Stored items
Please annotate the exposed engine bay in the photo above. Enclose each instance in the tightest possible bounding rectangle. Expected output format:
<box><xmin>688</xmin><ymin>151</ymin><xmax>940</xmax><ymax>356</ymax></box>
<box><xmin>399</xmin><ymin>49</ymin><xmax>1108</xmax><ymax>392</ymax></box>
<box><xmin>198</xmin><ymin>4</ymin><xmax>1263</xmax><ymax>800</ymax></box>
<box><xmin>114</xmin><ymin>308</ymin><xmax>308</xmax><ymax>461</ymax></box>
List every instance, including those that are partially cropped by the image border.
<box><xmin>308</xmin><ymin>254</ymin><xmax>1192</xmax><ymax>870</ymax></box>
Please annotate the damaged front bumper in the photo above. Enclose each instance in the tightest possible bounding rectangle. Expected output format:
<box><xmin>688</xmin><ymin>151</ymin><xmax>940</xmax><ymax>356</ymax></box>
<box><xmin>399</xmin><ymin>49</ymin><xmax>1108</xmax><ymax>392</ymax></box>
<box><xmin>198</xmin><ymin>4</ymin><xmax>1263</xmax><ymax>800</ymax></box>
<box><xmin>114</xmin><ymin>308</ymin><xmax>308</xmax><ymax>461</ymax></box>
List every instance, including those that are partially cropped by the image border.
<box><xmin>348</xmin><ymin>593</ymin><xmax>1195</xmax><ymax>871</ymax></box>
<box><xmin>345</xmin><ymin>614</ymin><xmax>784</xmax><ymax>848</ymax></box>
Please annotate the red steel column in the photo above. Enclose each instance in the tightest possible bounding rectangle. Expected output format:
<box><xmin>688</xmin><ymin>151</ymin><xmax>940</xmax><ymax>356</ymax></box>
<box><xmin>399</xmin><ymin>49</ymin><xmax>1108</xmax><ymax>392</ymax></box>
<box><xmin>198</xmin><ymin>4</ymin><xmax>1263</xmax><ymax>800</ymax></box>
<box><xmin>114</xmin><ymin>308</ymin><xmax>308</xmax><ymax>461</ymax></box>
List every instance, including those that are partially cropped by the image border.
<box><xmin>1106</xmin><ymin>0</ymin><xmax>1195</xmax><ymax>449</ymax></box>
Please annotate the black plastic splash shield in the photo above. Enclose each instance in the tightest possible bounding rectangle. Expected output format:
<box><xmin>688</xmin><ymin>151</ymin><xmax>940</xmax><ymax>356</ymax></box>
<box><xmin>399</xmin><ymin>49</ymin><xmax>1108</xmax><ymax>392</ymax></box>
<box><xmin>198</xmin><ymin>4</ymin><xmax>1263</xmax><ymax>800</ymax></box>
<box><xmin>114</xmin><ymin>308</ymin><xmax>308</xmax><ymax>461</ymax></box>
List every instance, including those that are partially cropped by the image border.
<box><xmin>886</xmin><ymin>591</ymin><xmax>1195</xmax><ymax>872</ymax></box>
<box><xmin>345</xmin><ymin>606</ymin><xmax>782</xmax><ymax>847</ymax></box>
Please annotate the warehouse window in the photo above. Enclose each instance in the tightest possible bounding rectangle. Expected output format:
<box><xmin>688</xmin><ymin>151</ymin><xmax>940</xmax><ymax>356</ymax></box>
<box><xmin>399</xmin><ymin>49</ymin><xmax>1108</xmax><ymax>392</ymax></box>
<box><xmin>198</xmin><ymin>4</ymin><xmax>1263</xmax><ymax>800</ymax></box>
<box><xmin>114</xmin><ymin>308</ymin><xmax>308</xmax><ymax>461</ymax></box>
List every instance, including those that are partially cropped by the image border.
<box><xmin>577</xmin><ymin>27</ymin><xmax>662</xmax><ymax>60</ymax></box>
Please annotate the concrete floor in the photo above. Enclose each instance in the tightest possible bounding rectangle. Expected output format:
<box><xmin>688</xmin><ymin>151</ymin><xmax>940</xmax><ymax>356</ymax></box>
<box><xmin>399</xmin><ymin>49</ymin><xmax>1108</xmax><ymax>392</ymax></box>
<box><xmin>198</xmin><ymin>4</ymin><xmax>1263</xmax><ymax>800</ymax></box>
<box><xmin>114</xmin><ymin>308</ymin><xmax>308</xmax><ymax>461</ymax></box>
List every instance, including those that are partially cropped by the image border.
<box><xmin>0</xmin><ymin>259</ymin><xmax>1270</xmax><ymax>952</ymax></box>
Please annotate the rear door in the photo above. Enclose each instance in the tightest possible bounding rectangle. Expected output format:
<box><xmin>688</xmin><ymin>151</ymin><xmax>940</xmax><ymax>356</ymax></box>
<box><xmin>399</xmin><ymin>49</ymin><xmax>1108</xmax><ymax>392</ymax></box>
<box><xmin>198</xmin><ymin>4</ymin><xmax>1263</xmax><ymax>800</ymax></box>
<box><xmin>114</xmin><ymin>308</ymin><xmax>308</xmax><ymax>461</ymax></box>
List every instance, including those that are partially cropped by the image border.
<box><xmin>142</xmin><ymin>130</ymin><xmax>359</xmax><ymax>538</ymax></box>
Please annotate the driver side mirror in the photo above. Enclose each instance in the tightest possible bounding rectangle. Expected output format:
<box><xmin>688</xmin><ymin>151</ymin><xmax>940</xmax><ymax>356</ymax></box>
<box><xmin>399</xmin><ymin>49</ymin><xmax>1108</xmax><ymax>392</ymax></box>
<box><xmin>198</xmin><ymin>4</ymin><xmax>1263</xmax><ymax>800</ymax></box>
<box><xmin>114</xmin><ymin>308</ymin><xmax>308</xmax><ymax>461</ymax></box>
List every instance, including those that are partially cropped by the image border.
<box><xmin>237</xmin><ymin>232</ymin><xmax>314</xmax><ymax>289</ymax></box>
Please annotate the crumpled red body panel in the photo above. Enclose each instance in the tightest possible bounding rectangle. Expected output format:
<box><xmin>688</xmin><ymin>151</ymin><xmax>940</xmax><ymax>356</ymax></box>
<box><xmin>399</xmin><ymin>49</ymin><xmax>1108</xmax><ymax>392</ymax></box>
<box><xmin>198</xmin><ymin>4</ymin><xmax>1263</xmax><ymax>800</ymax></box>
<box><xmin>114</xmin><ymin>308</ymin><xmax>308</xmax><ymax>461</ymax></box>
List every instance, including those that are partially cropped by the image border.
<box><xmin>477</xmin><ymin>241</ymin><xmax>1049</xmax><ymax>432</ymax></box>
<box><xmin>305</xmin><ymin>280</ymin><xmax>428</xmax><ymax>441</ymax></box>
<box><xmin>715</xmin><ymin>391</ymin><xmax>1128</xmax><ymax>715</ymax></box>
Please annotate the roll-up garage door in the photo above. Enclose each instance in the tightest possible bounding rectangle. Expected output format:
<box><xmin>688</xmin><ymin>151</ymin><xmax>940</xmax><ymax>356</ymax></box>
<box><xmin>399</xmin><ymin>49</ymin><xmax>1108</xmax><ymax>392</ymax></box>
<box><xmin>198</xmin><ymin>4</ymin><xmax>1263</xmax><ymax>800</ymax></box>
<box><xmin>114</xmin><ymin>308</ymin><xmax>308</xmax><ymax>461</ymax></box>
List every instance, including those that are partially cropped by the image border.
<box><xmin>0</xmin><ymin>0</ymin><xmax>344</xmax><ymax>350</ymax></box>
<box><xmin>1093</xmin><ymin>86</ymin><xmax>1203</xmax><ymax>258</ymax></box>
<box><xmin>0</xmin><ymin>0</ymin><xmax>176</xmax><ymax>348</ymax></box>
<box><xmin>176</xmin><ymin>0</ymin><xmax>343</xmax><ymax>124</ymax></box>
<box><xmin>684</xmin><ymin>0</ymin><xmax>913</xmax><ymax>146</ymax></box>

• [INSTRUCTION]: Copy out all the entries shown above, character for character.

• [WORKED ANSWER]:
Please annotate the exposed engine bay in the photo above. Enclose each instance in the tightest possible bounding rectangle. Expected output format:
<box><xmin>688</xmin><ymin>151</ymin><xmax>940</xmax><ymax>356</ymax></box>
<box><xmin>399</xmin><ymin>49</ymin><xmax>1108</xmax><ymax>392</ymax></box>
<box><xmin>198</xmin><ymin>4</ymin><xmax>1263</xmax><ymax>800</ymax></box>
<box><xmin>114</xmin><ymin>308</ymin><xmax>308</xmax><ymax>461</ymax></box>
List every instance, including those that are partially cropped by the image border.
<box><xmin>308</xmin><ymin>254</ymin><xmax>1192</xmax><ymax>870</ymax></box>
Please annotate the damaged front bumper in the photo above. Enclose each instance in the tightest possible bounding rectangle. Expected output format:
<box><xmin>688</xmin><ymin>151</ymin><xmax>940</xmax><ymax>356</ymax></box>
<box><xmin>399</xmin><ymin>49</ymin><xmax>1108</xmax><ymax>392</ymax></box>
<box><xmin>198</xmin><ymin>4</ymin><xmax>1263</xmax><ymax>800</ymax></box>
<box><xmin>114</xmin><ymin>308</ymin><xmax>308</xmax><ymax>461</ymax></box>
List every instance, including those that are partially cropped by the image border.
<box><xmin>348</xmin><ymin>593</ymin><xmax>1195</xmax><ymax>871</ymax></box>
<box><xmin>345</xmin><ymin>614</ymin><xmax>784</xmax><ymax>848</ymax></box>
Please annotate the red steel column in the photo above. Enclose each instance in the tightest possible bounding rectangle. Expected output format:
<box><xmin>688</xmin><ymin>151</ymin><xmax>940</xmax><ymax>356</ymax></box>
<box><xmin>399</xmin><ymin>49</ymin><xmax>1108</xmax><ymax>392</ymax></box>
<box><xmin>198</xmin><ymin>4</ymin><xmax>1263</xmax><ymax>800</ymax></box>
<box><xmin>114</xmin><ymin>308</ymin><xmax>308</xmax><ymax>461</ymax></box>
List every instance, including those that are partially cropped by the image border.
<box><xmin>1106</xmin><ymin>0</ymin><xmax>1195</xmax><ymax>449</ymax></box>
Please annotate the black plastic splash shield in the photo above. Enclose each instance in the tightest possible bounding rectangle. Expected output format:
<box><xmin>688</xmin><ymin>151</ymin><xmax>940</xmax><ymax>356</ymax></box>
<box><xmin>399</xmin><ymin>49</ymin><xmax>1108</xmax><ymax>392</ymax></box>
<box><xmin>198</xmin><ymin>4</ymin><xmax>1263</xmax><ymax>800</ymax></box>
<box><xmin>114</xmin><ymin>308</ymin><xmax>308</xmax><ymax>461</ymax></box>
List every instance, including those that are partially cropped by the image border.
<box><xmin>886</xmin><ymin>591</ymin><xmax>1195</xmax><ymax>872</ymax></box>
<box><xmin>345</xmin><ymin>606</ymin><xmax>782</xmax><ymax>847</ymax></box>
Please annotate the warehouse window in the photo above. Enclose each instance in the tightest possible bounding rectangle. Expected output format:
<box><xmin>688</xmin><ymin>151</ymin><xmax>940</xmax><ymax>356</ymax></box>
<box><xmin>399</xmin><ymin>49</ymin><xmax>1108</xmax><ymax>392</ymax></box>
<box><xmin>198</xmin><ymin>4</ymin><xmax>1263</xmax><ymax>800</ymax></box>
<box><xmin>114</xmin><ymin>308</ymin><xmax>308</xmax><ymax>461</ymax></box>
List every instance, including those that are partially cropped by the image border.
<box><xmin>577</xmin><ymin>27</ymin><xmax>662</xmax><ymax>60</ymax></box>
Please annotate the concrete floor in the photo above. Enclose each instance in the tightest possible bounding rectangle. Expected output format:
<box><xmin>688</xmin><ymin>151</ymin><xmax>940</xmax><ymax>356</ymax></box>
<box><xmin>399</xmin><ymin>49</ymin><xmax>1108</xmax><ymax>392</ymax></box>
<box><xmin>198</xmin><ymin>4</ymin><xmax>1263</xmax><ymax>800</ymax></box>
<box><xmin>114</xmin><ymin>308</ymin><xmax>308</xmax><ymax>461</ymax></box>
List every instance, including those that are partially cropped by the image border.
<box><xmin>0</xmin><ymin>259</ymin><xmax>1270</xmax><ymax>952</ymax></box>
Please annotate the rear door in the photo above. Enclose each instance in the tightest possible bounding rectangle. Expected output format:
<box><xmin>688</xmin><ymin>151</ymin><xmax>940</xmax><ymax>356</ymax></box>
<box><xmin>399</xmin><ymin>49</ymin><xmax>1108</xmax><ymax>392</ymax></box>
<box><xmin>198</xmin><ymin>4</ymin><xmax>1263</xmax><ymax>800</ymax></box>
<box><xmin>114</xmin><ymin>308</ymin><xmax>308</xmax><ymax>461</ymax></box>
List every instance, including those that are partially cropped by the image border.
<box><xmin>142</xmin><ymin>130</ymin><xmax>359</xmax><ymax>538</ymax></box>
Please annotate the driver side mirror in the photo above. Enclose each instance in the tightest possible bounding rectangle. Expected output format:
<box><xmin>688</xmin><ymin>151</ymin><xmax>940</xmax><ymax>356</ymax></box>
<box><xmin>399</xmin><ymin>49</ymin><xmax>1108</xmax><ymax>392</ymax></box>
<box><xmin>198</xmin><ymin>4</ymin><xmax>1263</xmax><ymax>800</ymax></box>
<box><xmin>114</xmin><ymin>308</ymin><xmax>308</xmax><ymax>461</ymax></box>
List every instance, including those that are partially cropped by the image border.
<box><xmin>237</xmin><ymin>232</ymin><xmax>314</xmax><ymax>289</ymax></box>
Please annotate the crumpled red body panel in the photo above. Enclose each instance in the tightest possible bounding rectangle. Expected output format:
<box><xmin>688</xmin><ymin>151</ymin><xmax>940</xmax><ymax>356</ymax></box>
<box><xmin>399</xmin><ymin>49</ymin><xmax>1108</xmax><ymax>392</ymax></box>
<box><xmin>198</xmin><ymin>4</ymin><xmax>1263</xmax><ymax>800</ymax></box>
<box><xmin>114</xmin><ymin>308</ymin><xmax>308</xmax><ymax>461</ymax></box>
List every instance, including those that are partially cropped by the image border.
<box><xmin>477</xmin><ymin>241</ymin><xmax>1049</xmax><ymax>432</ymax></box>
<box><xmin>305</xmin><ymin>280</ymin><xmax>428</xmax><ymax>441</ymax></box>
<box><xmin>715</xmin><ymin>391</ymin><xmax>1128</xmax><ymax>715</ymax></box>
Please annotate the roll-up garage door in the photo above. Enclose each instance in the tightest possible bounding rectangle. Expected output format:
<box><xmin>688</xmin><ymin>151</ymin><xmax>940</xmax><ymax>356</ymax></box>
<box><xmin>399</xmin><ymin>49</ymin><xmax>1108</xmax><ymax>392</ymax></box>
<box><xmin>198</xmin><ymin>4</ymin><xmax>1263</xmax><ymax>800</ymax></box>
<box><xmin>114</xmin><ymin>308</ymin><xmax>308</xmax><ymax>461</ymax></box>
List every instance, including those that are partially cropped by the image border.
<box><xmin>0</xmin><ymin>0</ymin><xmax>344</xmax><ymax>350</ymax></box>
<box><xmin>1093</xmin><ymin>86</ymin><xmax>1203</xmax><ymax>258</ymax></box>
<box><xmin>0</xmin><ymin>0</ymin><xmax>176</xmax><ymax>348</ymax></box>
<box><xmin>176</xmin><ymin>0</ymin><xmax>343</xmax><ymax>124</ymax></box>
<box><xmin>684</xmin><ymin>0</ymin><xmax>913</xmax><ymax>146</ymax></box>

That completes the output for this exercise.